Start of Source data

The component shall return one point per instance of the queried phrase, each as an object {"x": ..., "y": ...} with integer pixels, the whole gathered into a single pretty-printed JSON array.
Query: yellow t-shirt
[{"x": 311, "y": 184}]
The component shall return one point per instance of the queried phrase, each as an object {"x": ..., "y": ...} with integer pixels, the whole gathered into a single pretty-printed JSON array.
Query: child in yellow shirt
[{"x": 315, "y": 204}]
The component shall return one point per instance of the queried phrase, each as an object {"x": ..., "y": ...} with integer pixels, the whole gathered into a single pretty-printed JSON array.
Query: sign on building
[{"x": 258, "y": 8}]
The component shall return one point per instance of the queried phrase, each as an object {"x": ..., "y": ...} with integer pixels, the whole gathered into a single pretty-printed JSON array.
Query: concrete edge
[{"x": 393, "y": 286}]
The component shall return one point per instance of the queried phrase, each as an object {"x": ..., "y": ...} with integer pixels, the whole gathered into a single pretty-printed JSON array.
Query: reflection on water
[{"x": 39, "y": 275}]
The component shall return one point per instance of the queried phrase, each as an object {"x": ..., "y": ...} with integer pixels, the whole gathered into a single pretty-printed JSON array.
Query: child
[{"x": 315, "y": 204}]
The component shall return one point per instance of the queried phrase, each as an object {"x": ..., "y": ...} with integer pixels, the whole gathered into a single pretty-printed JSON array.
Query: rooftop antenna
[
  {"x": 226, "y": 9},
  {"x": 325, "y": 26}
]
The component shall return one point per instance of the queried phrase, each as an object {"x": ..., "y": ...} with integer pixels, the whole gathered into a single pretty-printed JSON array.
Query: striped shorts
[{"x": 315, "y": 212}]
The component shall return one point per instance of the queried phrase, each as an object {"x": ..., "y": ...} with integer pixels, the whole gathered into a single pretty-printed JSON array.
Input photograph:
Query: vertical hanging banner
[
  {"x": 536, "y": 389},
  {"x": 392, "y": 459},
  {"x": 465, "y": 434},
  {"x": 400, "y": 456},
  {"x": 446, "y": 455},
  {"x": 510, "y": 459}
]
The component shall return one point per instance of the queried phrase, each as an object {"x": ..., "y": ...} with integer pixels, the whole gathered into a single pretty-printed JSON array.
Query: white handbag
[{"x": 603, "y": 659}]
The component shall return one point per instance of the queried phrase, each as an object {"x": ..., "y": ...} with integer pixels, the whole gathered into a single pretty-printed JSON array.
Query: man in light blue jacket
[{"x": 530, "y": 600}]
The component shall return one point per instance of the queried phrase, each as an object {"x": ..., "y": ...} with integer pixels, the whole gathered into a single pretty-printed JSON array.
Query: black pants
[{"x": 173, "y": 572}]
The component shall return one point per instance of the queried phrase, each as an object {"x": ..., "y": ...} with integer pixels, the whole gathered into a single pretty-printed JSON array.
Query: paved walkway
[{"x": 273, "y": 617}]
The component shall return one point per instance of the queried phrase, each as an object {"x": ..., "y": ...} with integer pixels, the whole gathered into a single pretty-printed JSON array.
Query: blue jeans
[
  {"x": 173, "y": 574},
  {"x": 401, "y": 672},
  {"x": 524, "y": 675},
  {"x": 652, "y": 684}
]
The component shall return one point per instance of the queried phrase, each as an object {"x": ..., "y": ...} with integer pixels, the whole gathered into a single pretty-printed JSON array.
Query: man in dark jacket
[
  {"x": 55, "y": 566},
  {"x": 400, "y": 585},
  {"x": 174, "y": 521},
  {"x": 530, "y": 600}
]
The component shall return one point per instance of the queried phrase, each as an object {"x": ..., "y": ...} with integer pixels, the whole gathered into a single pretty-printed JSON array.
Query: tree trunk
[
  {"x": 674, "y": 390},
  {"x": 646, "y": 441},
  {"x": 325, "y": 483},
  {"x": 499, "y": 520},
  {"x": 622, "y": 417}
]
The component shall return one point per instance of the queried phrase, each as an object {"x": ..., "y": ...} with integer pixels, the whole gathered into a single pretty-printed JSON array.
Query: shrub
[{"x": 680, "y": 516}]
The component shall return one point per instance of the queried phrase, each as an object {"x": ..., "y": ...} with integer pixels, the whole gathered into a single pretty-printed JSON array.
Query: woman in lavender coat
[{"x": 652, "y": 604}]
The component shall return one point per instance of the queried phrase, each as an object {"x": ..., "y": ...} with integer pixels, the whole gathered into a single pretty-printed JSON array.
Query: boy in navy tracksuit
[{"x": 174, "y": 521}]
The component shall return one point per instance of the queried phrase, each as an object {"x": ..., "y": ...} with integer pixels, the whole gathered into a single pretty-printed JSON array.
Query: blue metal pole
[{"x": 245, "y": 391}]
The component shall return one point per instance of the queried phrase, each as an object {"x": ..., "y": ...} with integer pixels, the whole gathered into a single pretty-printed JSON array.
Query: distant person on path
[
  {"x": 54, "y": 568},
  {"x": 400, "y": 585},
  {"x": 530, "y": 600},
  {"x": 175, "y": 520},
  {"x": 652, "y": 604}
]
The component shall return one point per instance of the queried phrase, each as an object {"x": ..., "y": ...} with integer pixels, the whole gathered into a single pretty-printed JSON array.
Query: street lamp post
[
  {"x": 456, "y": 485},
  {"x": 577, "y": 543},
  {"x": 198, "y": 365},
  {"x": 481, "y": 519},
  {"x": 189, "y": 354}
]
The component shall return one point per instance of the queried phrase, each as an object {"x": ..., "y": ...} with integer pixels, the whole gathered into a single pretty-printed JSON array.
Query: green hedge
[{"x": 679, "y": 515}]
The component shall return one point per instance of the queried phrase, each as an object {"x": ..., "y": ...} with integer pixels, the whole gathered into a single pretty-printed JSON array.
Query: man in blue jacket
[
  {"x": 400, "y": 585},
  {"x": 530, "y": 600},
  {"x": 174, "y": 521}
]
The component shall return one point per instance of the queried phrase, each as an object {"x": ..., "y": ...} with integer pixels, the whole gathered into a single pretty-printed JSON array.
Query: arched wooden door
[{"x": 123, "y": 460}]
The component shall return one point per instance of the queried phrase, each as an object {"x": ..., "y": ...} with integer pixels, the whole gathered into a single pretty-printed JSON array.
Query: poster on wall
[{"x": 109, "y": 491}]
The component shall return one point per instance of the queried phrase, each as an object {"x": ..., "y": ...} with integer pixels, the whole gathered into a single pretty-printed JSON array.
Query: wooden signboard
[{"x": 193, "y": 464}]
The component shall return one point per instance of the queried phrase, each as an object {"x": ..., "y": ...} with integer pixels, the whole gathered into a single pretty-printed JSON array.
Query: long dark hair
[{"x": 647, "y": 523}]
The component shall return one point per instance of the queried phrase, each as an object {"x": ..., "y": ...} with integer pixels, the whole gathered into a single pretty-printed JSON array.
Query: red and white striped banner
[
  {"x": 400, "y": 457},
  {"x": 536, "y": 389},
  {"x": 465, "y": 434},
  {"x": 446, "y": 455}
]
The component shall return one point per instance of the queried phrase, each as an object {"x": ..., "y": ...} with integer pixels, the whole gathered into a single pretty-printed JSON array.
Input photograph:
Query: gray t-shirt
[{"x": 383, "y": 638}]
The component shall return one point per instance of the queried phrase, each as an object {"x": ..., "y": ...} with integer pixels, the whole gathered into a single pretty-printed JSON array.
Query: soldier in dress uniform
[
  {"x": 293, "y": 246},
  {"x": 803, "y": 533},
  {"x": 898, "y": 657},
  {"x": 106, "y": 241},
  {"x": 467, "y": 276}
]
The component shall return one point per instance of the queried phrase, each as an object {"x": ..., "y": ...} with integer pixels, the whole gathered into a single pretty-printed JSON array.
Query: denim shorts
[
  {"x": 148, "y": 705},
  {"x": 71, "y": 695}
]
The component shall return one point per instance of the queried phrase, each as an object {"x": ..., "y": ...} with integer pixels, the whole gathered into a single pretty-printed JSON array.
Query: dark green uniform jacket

End of Source data

Your instructions: Write down the full listing again, exactly.

Expected output:
The component shall return one point per instance of the queried phrase, each as an object {"x": ..., "y": ...} with integer pixels, the whole gathered into a single pretty-printed JSON array.
Query: yellow t-shirt
[{"x": 311, "y": 184}]
The component shall return one point per instance of the queried phrase, each as an object {"x": ..., "y": ...} with integer pixels, the whole gathered into a single pretty-printed JSON array.
Query: child in yellow shirt
[{"x": 315, "y": 204}]
The component shall return one point per instance of the queried phrase, each as an object {"x": ..., "y": ...} with integer pixels, the whole gathered into a single pretty-printed JSON array.
Query: sign on building
[{"x": 258, "y": 8}]
The component shall return one point per instance of the queried phrase, each as an object {"x": ..., "y": ...} with integer pixels, the whole gathered into a single pretty-printed JSON array.
Query: concrete edge
[{"x": 393, "y": 286}]
The component shall return one point per instance of the queried phrase, each as an object {"x": ..., "y": ...} with integer pixels, the whole gathered into a single pretty-printed JSON array.
Query: reflection on water
[{"x": 39, "y": 275}]
The component shall return one point per instance of the queried phrase, each as an object {"x": ..., "y": ...} with integer pixels, the whole gathered into a single pretty-printed JSON array.
Query: child
[{"x": 315, "y": 204}]
The component shall return one point per instance of the queried phrase, each as an object {"x": ..., "y": ...} with integer pixels, the whole gathered into a single pretty-printed JSON array.
Query: rooftop antenna
[
  {"x": 226, "y": 9},
  {"x": 325, "y": 26}
]
The component shall return one point per instance of the queried phrase, each as an object {"x": ..., "y": ...} with integer pixels, the whole gathered into a single pretty-printed JSON array.
Query: striped shorts
[{"x": 315, "y": 212}]
The component shall return one point per instance of the queried phrase, each as an object {"x": ..., "y": ...} with integer pixels, the whole gathered into a single pretty-printed JSON array.
Input photograph:
Query: vertical hanging banner
[
  {"x": 536, "y": 389},
  {"x": 392, "y": 459},
  {"x": 465, "y": 434},
  {"x": 400, "y": 456},
  {"x": 446, "y": 455},
  {"x": 510, "y": 459}
]
The component shall return one point per instance of the queried phrase, each as an object {"x": ..., "y": ...} with integer pixels, the whole gathered into a single pretty-printed JSON array.
Query: white handbag
[{"x": 603, "y": 659}]
The component shall return one point per instance of the queried phrase, each as an object {"x": ..., "y": ...} with integer pixels, the whole gathered into a single pretty-printed JSON array.
Query: man in light blue jacket
[{"x": 530, "y": 600}]
The component shall return one point per instance of the queried phrase, each as an object {"x": ..., "y": ...} with integer pixels, the whole gathered into a single pretty-printed JSON array.
Query: black pants
[{"x": 173, "y": 572}]
The component shall return one point per instance of the queried phrase, each as an object {"x": ..., "y": ...} with integer pixels, the whole gathered into a single pretty-printed JSON array.
Query: paved walkway
[{"x": 273, "y": 617}]
The component shall return one point per instance of the queried phrase, each as an object {"x": ..., "y": ...} with integer pixels, the whole gathered into a single pretty-printed JSON array.
Query: blue jeans
[
  {"x": 173, "y": 574},
  {"x": 401, "y": 672},
  {"x": 524, "y": 675},
  {"x": 652, "y": 684}
]
The component shall return one point per instance of the queried phrase, each as an object {"x": ..., "y": ...} with integer pixels, the whole gathered into a single pretty-printed JSON array.
Query: man in dark jacket
[
  {"x": 55, "y": 566},
  {"x": 400, "y": 585},
  {"x": 174, "y": 521},
  {"x": 530, "y": 600}
]
The component shall return one point per instance of the queried phrase, each as an object {"x": ..., "y": ...} with integer pixels, the whole gathered into a single pretty-printed JSON array.
Query: tree trunk
[
  {"x": 674, "y": 390},
  {"x": 646, "y": 441},
  {"x": 325, "y": 483},
  {"x": 499, "y": 520},
  {"x": 622, "y": 417}
]
The component shall return one point per instance of the queried phrase, each as an object {"x": ..., "y": ...} with integer pixels, the whole gathered into a single pretty-printed JSON array.
Query: shrub
[{"x": 680, "y": 516}]
The component shall return one point per instance of the queried phrase, each as an object {"x": ..., "y": ...} with integer pixels, the whole gathered into a single pretty-printed JSON array.
Query: woman in lavender coat
[{"x": 652, "y": 604}]
The component shall return one point per instance of the queried phrase, each as an object {"x": ..., "y": ...} with integer pixels, the whole gathered into a single pretty-printed JSON array.
Query: boy in navy tracksuit
[{"x": 174, "y": 521}]
The component shall return one point per instance of the queried phrase, each as an object {"x": ..., "y": ...} with integer pixels, the whole gathered into a single pretty-printed JSON array.
Query: blue metal pole
[{"x": 245, "y": 391}]
The component shall return one point per instance of the queried phrase, each as an object {"x": ..., "y": ...} with integer pixels, the whole gathered into a single pretty-printed JSON array.
Query: distant person on path
[
  {"x": 54, "y": 568},
  {"x": 400, "y": 585},
  {"x": 530, "y": 600},
  {"x": 175, "y": 520},
  {"x": 652, "y": 604}
]
The component shall return one point per instance of the queried phrase, each as an object {"x": ..., "y": ...} with integer pixels, the whole gathered into a single pretty-printed JSON array.
Query: street lamp post
[
  {"x": 456, "y": 485},
  {"x": 577, "y": 543},
  {"x": 198, "y": 365},
  {"x": 481, "y": 519},
  {"x": 189, "y": 354}
]
The component shall return one point per instance of the queried phrase, each as an object {"x": ..., "y": ...} with integer pixels, the whole gathered into a single pretty-printed JSON array.
Query: green hedge
[{"x": 679, "y": 515}]
The component shall return one point per instance of the queried phrase, each as an object {"x": ..., "y": ...} with integer pixels, the whole gathered into a single pretty-printed JSON array.
Query: man in blue jacket
[
  {"x": 400, "y": 585},
  {"x": 530, "y": 600},
  {"x": 174, "y": 521}
]
The component shall return one point per instance of the queried phrase, each as an object {"x": ..., "y": ...} with integer pixels, the whole gathered into a single pretty-printed JSON array.
Query: arched wooden door
[{"x": 123, "y": 460}]
The component shall return one point per instance of the queried phrase, each as an object {"x": ..., "y": ...} with integer pixels, the whole gathered into a single pretty-printed JSON array.
Query: poster on wall
[{"x": 109, "y": 491}]
The component shall return one point per instance of the queried phrase, each as an object {"x": ..., "y": ...} with integer pixels, the whole gathered into a single pretty-printed JSON array.
Query: wooden signboard
[{"x": 193, "y": 464}]
The component shall return one point per instance of the queried phrase, each as an object {"x": ..., "y": ...} with integer pixels, the whole gathered into a single pretty-printed JSON array.
Query: long dark hair
[{"x": 647, "y": 523}]
The component shall return one point per instance of the queried phrase, each as an object {"x": ..., "y": ...} with integer pixels, the whole gathered into a single pretty-printed JSON array.
Query: red and white striped banner
[
  {"x": 400, "y": 457},
  {"x": 536, "y": 389},
  {"x": 465, "y": 434},
  {"x": 446, "y": 455}
]
The component shall return one point per instance of the queried phrase, each as an object {"x": ..., "y": ...} with integer pixels, the whole gathered into a single pretty-printed JSON array.
Input photograph:
Query: gray t-shirt
[{"x": 383, "y": 638}]
The component shall return one point per instance of the queried phrase, each as an object {"x": ..., "y": ...} with integer pixels, the whole gathered into a single pretty-printed JSON array.
Query: soldier in dress uniform
[
  {"x": 293, "y": 246},
  {"x": 803, "y": 533},
  {"x": 898, "y": 657},
  {"x": 106, "y": 241},
  {"x": 467, "y": 276}
]
The component shall return one point per instance of the queried phrase, each as an object {"x": ..., "y": ...} with integer pixels, the whole gathered into a single pretty-printed JSON array.
Query: denim shorts
[
  {"x": 148, "y": 705},
  {"x": 71, "y": 695}
]
The component shall return one point per instance of the queried phrase, each as an object {"x": ..., "y": ...} with integer pixels, the whole gathered into a single pretty-printed JSON array.
Query: dark green uniform jacket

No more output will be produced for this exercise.